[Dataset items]

■ ■ ■ ■

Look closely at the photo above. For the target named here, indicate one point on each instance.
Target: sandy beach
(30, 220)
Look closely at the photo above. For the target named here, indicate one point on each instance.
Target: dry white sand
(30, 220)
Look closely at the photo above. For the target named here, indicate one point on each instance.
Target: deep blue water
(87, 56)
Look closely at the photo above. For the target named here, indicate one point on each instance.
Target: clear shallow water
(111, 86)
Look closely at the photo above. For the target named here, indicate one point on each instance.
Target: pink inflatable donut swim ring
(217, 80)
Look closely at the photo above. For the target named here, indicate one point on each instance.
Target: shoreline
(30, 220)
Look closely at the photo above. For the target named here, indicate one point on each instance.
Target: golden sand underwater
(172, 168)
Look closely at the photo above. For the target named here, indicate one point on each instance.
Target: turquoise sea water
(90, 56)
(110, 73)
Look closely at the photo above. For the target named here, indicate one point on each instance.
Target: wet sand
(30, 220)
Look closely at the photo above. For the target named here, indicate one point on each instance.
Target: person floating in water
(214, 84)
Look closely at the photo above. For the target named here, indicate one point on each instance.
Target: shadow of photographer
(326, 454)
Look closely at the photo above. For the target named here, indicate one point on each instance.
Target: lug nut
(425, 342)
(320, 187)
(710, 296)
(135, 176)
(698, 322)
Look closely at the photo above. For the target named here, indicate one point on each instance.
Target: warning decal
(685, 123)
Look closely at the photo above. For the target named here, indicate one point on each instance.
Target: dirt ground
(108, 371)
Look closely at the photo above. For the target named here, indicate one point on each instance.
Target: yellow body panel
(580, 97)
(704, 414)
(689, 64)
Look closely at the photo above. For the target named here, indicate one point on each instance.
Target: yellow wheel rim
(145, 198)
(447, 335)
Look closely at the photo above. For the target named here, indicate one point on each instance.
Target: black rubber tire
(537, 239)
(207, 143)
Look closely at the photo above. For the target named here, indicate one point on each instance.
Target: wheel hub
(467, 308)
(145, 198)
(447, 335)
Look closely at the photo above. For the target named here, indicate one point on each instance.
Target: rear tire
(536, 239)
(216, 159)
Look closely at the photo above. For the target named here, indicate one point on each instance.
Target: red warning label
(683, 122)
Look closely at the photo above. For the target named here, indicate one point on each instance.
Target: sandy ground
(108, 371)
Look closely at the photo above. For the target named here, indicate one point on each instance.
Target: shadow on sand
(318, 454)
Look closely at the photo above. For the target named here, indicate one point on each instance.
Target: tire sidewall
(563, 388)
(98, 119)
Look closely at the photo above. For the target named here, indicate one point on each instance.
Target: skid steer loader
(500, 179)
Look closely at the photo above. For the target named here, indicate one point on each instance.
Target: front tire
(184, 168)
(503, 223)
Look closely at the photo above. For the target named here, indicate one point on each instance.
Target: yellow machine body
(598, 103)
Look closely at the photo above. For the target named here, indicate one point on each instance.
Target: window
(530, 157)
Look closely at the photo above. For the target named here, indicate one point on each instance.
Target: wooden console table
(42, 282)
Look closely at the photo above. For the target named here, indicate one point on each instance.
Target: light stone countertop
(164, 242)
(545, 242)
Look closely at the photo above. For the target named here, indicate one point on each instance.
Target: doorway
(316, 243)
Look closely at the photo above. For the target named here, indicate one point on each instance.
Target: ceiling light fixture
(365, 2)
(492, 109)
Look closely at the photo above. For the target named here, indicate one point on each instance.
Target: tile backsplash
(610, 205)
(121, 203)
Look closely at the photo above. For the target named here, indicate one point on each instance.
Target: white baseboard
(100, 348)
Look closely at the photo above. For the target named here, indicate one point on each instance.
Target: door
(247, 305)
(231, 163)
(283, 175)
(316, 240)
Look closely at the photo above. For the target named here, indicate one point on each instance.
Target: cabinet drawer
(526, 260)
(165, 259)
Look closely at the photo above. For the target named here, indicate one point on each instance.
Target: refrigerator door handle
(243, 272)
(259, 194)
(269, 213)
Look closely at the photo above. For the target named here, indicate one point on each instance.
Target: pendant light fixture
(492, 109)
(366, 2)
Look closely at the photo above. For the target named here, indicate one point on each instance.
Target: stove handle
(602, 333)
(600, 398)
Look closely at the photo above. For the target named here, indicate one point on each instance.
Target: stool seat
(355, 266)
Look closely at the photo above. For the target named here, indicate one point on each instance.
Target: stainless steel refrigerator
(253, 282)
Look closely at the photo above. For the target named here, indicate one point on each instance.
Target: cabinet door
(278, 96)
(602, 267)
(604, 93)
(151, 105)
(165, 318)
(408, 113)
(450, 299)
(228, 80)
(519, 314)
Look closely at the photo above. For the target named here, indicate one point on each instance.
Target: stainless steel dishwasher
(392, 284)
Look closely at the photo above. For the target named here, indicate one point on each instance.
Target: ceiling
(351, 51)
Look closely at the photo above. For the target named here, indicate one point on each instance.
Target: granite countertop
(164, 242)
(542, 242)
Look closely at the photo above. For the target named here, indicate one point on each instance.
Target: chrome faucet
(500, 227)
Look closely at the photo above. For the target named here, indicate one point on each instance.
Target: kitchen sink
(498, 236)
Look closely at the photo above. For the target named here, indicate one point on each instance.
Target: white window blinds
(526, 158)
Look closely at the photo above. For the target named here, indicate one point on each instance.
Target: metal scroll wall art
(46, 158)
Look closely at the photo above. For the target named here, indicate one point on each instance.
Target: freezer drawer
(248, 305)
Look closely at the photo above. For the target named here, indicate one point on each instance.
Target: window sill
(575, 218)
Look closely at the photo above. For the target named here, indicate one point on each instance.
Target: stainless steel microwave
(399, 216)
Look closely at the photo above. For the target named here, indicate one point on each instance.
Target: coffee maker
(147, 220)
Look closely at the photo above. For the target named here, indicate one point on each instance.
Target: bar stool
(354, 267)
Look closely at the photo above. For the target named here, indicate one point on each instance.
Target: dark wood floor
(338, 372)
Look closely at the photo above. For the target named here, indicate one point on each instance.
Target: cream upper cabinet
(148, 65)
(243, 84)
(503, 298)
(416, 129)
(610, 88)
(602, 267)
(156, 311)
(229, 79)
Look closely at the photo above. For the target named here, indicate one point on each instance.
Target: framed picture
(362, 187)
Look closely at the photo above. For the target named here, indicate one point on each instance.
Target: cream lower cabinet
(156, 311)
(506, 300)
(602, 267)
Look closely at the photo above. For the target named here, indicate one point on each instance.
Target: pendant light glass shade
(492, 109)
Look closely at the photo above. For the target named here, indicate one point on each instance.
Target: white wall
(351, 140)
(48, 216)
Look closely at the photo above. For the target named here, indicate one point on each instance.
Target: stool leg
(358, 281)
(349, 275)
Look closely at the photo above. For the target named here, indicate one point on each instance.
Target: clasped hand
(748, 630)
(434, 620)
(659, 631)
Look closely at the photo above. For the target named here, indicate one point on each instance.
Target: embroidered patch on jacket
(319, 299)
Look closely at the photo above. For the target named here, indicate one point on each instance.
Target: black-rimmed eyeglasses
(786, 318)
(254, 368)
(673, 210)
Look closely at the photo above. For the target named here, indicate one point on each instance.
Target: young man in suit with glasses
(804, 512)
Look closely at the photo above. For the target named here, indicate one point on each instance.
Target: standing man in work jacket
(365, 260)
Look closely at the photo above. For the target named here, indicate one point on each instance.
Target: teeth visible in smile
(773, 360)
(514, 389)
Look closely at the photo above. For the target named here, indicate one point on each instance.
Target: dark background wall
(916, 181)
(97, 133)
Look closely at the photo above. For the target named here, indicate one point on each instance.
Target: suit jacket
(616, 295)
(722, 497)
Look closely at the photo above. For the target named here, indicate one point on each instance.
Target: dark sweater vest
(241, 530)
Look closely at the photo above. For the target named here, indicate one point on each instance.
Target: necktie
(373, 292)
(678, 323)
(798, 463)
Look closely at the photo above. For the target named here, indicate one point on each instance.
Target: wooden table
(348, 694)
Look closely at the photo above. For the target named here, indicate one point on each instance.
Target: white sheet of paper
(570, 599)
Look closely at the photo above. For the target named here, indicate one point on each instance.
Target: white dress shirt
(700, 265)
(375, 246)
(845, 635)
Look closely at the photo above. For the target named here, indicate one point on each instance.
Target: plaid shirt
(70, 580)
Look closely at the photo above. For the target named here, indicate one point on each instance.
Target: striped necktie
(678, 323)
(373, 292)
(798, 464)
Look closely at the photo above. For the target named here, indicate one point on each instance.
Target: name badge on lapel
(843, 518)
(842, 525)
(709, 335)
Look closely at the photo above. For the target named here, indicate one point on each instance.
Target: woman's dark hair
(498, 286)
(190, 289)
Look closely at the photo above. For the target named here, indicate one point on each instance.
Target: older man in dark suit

■ ■ ■ ■

■ **Required task**
Which lines in the dataset items above contain the word "refrigerator"? Collect every one and copy it.

■ **Response to the exercise**
Target: refrigerator door handle
Target: stainless steel refrigerator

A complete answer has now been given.